## To do:
Copy out every record below with complete accuracy.

********************

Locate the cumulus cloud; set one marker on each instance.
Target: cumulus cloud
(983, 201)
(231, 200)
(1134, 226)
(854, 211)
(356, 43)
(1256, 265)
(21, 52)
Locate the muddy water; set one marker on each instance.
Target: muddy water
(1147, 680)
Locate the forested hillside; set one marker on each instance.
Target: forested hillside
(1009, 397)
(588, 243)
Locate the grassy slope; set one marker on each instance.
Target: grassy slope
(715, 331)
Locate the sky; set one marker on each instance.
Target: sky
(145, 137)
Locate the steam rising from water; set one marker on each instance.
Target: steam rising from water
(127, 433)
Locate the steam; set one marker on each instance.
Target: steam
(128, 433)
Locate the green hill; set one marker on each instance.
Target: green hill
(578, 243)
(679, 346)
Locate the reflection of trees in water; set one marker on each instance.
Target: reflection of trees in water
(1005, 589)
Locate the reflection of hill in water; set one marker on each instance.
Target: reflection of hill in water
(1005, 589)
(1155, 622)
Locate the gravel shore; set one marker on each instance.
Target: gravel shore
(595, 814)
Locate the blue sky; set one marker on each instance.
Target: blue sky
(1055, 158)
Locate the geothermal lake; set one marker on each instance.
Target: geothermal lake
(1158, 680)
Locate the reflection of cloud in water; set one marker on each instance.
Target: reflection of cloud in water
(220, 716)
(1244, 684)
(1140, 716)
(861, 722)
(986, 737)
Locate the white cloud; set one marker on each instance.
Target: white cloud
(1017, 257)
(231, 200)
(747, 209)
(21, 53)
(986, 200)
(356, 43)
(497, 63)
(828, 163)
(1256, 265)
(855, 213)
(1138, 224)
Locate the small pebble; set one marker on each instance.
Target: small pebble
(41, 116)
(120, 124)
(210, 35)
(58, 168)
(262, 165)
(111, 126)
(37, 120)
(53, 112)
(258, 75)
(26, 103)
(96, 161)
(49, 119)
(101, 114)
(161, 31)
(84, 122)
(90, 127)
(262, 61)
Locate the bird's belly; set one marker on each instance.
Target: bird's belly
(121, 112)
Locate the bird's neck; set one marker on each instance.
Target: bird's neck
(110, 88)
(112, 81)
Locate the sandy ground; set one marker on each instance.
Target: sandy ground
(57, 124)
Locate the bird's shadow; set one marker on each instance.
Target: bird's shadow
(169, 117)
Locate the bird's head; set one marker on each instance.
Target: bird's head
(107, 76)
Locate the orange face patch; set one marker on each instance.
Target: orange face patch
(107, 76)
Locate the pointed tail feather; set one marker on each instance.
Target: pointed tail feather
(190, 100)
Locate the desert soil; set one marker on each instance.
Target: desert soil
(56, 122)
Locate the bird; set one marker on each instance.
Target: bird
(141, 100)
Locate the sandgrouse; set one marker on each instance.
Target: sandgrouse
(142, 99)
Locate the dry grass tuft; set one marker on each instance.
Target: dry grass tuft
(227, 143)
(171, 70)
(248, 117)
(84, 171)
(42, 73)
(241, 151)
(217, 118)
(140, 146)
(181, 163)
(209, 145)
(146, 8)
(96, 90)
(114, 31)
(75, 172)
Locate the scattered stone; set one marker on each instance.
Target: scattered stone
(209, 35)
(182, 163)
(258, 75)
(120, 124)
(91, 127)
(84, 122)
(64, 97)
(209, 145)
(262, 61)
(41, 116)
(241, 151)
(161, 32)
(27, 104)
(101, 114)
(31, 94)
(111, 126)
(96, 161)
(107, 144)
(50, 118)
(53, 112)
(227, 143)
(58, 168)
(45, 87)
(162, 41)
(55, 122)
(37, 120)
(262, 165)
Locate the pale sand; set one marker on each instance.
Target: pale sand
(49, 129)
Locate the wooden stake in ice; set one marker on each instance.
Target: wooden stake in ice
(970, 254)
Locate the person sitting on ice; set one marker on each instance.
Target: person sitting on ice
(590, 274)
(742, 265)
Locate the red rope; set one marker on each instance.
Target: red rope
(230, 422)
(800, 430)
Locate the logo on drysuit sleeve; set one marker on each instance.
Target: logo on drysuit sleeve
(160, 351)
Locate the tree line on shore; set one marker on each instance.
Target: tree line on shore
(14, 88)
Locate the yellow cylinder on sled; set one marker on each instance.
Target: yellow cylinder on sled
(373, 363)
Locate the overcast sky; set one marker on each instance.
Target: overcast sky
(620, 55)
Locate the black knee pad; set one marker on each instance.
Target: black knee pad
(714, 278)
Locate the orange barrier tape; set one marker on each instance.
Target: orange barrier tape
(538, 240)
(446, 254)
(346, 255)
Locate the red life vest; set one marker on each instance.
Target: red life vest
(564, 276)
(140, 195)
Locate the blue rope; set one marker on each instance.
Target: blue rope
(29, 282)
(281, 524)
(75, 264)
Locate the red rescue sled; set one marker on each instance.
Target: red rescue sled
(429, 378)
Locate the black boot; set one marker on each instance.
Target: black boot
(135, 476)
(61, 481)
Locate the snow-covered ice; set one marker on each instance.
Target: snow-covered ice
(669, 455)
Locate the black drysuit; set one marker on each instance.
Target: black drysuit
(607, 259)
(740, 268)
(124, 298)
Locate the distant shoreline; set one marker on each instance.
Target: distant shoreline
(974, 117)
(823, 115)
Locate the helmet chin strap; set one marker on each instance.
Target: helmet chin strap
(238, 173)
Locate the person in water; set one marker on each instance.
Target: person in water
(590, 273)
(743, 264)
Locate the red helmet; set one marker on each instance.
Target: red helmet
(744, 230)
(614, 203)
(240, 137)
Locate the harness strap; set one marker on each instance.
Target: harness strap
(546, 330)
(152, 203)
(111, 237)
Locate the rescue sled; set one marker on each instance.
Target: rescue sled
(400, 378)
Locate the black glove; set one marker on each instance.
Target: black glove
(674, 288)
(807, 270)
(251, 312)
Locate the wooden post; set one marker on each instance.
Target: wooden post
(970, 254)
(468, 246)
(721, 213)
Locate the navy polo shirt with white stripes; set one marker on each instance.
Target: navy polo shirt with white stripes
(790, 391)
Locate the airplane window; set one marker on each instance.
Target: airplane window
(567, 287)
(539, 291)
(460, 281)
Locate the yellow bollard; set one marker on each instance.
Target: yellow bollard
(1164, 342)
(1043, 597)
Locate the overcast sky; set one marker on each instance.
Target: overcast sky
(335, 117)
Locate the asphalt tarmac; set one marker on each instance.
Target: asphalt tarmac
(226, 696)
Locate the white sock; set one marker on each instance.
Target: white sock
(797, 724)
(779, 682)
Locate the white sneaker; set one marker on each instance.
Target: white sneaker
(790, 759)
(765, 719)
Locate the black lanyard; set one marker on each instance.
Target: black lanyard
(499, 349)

********************

## Result of the task:
Locate the cumulus cloud; set one marker on each instance.
Target: cumulus cloud
(983, 201)
(231, 200)
(1134, 226)
(854, 211)
(356, 43)
(1256, 265)
(21, 52)
Locate the muddy water; set one marker on each instance.
Target: muddy water
(1147, 680)
Locate the forested hillside; set one marker on each instance.
Target: forested hillside
(1009, 397)
(588, 243)
Locate the grassy slope; set one marker on each instance.
Target: grassy slope
(715, 331)
Locate the sky; set one marker on each instance.
Target: sky
(145, 137)
Locate the steam rising from water; set one marker on each instance.
Target: steam rising from water
(127, 433)
Locate the steam; set one marker on each instance.
Target: steam
(128, 433)
Locate the green hill; set one marker on each instance.
Target: green hill
(578, 243)
(679, 346)
Locate the reflection of trees in water; set one marker on each instance.
Target: reflection of trees in water
(1005, 589)
Locate the reflection of hill in water; set one marker on each instance.
Target: reflection of hill in water
(1005, 589)
(1155, 622)
Locate the gravel shore; set one marker on each instance.
Target: gravel shore
(595, 814)
Locate the blue sky; set one marker on each instance.
Target: blue sky
(1055, 158)
Locate the geothermal lake; set one marker on each instance.
Target: geothermal lake
(1158, 680)
Locate the reflection of cloud in water; set one marker on each instance.
Target: reflection of cloud in water
(220, 716)
(1244, 684)
(1140, 716)
(861, 722)
(986, 737)
Locate the white cloud; set one marker on each instance.
Target: white cloud
(1017, 257)
(231, 200)
(747, 209)
(21, 53)
(986, 200)
(356, 43)
(497, 63)
(828, 163)
(1256, 265)
(855, 213)
(1138, 224)
Locate the small pebble; set one marker on each instance.
Target: small pebble
(41, 116)
(120, 124)
(210, 35)
(58, 168)
(262, 165)
(111, 126)
(37, 120)
(53, 112)
(258, 75)
(26, 103)
(96, 161)
(49, 119)
(101, 114)
(161, 31)
(84, 122)
(90, 127)
(262, 61)
Locate the bird's belly; set one marker on each instance.
Target: bird's belly
(121, 112)
Locate the bird's neck; set one marker on each instance.
Target: bird's neck
(110, 88)
(112, 81)
Locate the sandy ground; set one marker on each instance.
Target: sandy ground
(57, 124)
Locate the bird's shadow; set one marker on each instance.
Target: bird's shadow
(169, 117)
Locate the bird's head; set one marker on each instance.
Target: bird's head
(107, 76)
Locate the orange face patch; set one marker on each instance.
Target: orange face patch
(107, 76)
Locate the pointed tail feather; set one marker on each instance.
Target: pointed tail feather
(190, 100)
Locate the desert soil; set one marker on each instance.
Target: desert soil
(56, 122)
Locate the bird; set one marker on each instance.
Target: bird
(141, 100)
Locate the sandgrouse; set one marker on each instance.
Target: sandgrouse
(142, 99)
Locate the dry grass tuft; set one marker on each instance.
Target: dry grass tuft
(227, 143)
(171, 70)
(248, 117)
(84, 171)
(42, 73)
(241, 151)
(217, 118)
(140, 146)
(181, 163)
(209, 145)
(146, 8)
(96, 90)
(114, 31)
(75, 172)
Locate the scattered stone; set one marker on each instance.
Target: scattered stone
(209, 35)
(182, 163)
(258, 75)
(120, 124)
(91, 127)
(84, 122)
(64, 97)
(209, 145)
(262, 61)
(41, 116)
(241, 151)
(161, 32)
(27, 104)
(101, 114)
(31, 94)
(111, 126)
(96, 161)
(107, 144)
(50, 118)
(53, 112)
(227, 143)
(58, 168)
(45, 87)
(162, 41)
(55, 122)
(37, 120)
(262, 165)
Locate the pale sand; set one marker on each instance.
Target: pale sand
(49, 129)
Locate the wooden stake in ice; set one marker on each instance.
Target: wooden stake in ice
(970, 254)
Locate the person sitting on ice; set one marker on each instance.
Target: person sitting on ice
(590, 274)
(742, 265)
Locate the red rope; set one marker on each instance.
Target: red rope
(230, 422)
(800, 430)
Locate the logo on drysuit sleeve; set one marker on each instance.
Target: logo on drysuit sleeve
(160, 351)
Locate the tree line on shore; set one marker on each instance.
Target: tree line on shore
(14, 88)
Locate the yellow cylinder on sled; set one marker on each instance.
Target: yellow cylinder on sled
(373, 363)
Locate the overcast sky; set one marker on each instance.
Target: overcast sky
(620, 55)
Locate the black knee pad; set one marker on each instance.
Target: black knee pad
(714, 278)
Locate the orange barrier tape; set one marker on each instance.
Target: orange barrier tape
(538, 240)
(446, 254)
(346, 255)
Locate the red life vest; set one marker on each instance.
Target: red life vest
(564, 276)
(140, 195)
Locate the blue rope; set one marker on each instance.
Target: blue rope
(29, 282)
(281, 524)
(75, 264)
Locate the red rescue sled; set one marker on each instance.
Target: red rescue sled
(429, 378)
Locate the black boot; set one marker on each instance.
Target: black boot
(135, 476)
(61, 481)
Locate the snow-covered ice; set one marker on each instance.
Target: snow-covered ice
(669, 455)
Locate the black drysuit; set one marker on each instance.
Target: black drysuit
(607, 259)
(740, 268)
(124, 298)
Locate the distant shoreline; set one marker on each instance.
Target: distant shoreline
(974, 117)
(823, 115)
Locate the helmet chin strap; set one marker on each instance.
Target: helmet chin strap
(238, 173)
Locate the person in water; set one marker on each instance.
Target: person in water
(590, 273)
(743, 264)
Locate the red helmet; set one marker on each instance.
Target: red helmet
(744, 230)
(614, 203)
(240, 137)
Locate the harness strap; set one marker on each instance.
Target: harness strap
(546, 330)
(152, 203)
(111, 237)
Locate the rescue sled; set one marker on each instance.
Target: rescue sled
(400, 378)
Locate the black glove; set one marker on each instance.
Target: black glove
(674, 288)
(807, 270)
(251, 312)
Locate the wooden post; set one marker on each instance.
Target: wooden post
(970, 254)
(468, 246)
(721, 213)
Locate the navy polo shirt with white stripes; set one marker on each instance.
Target: navy polo shirt with white stripes
(790, 391)
Locate the airplane window; set one marker on each instance.
Target: airplane window
(567, 287)
(539, 291)
(460, 281)
Locate the yellow bollard; set one marker on each instance.
Target: yellow bollard
(1164, 342)
(1043, 597)
Locate the overcast sky; set one marker on each instance.
Target: overcast sky
(335, 117)
Locate the asphalt tarmac; set one marker on each instance.
Target: asphalt tarmac
(226, 696)
Locate the white sock; set one marker on each instance.
Target: white sock
(797, 724)
(779, 682)
Locate the white sneaker; set one marker on each instance.
Target: white sneaker
(790, 759)
(765, 719)
Locate the black lanyard; set one marker on each instance.
Target: black lanyard
(499, 349)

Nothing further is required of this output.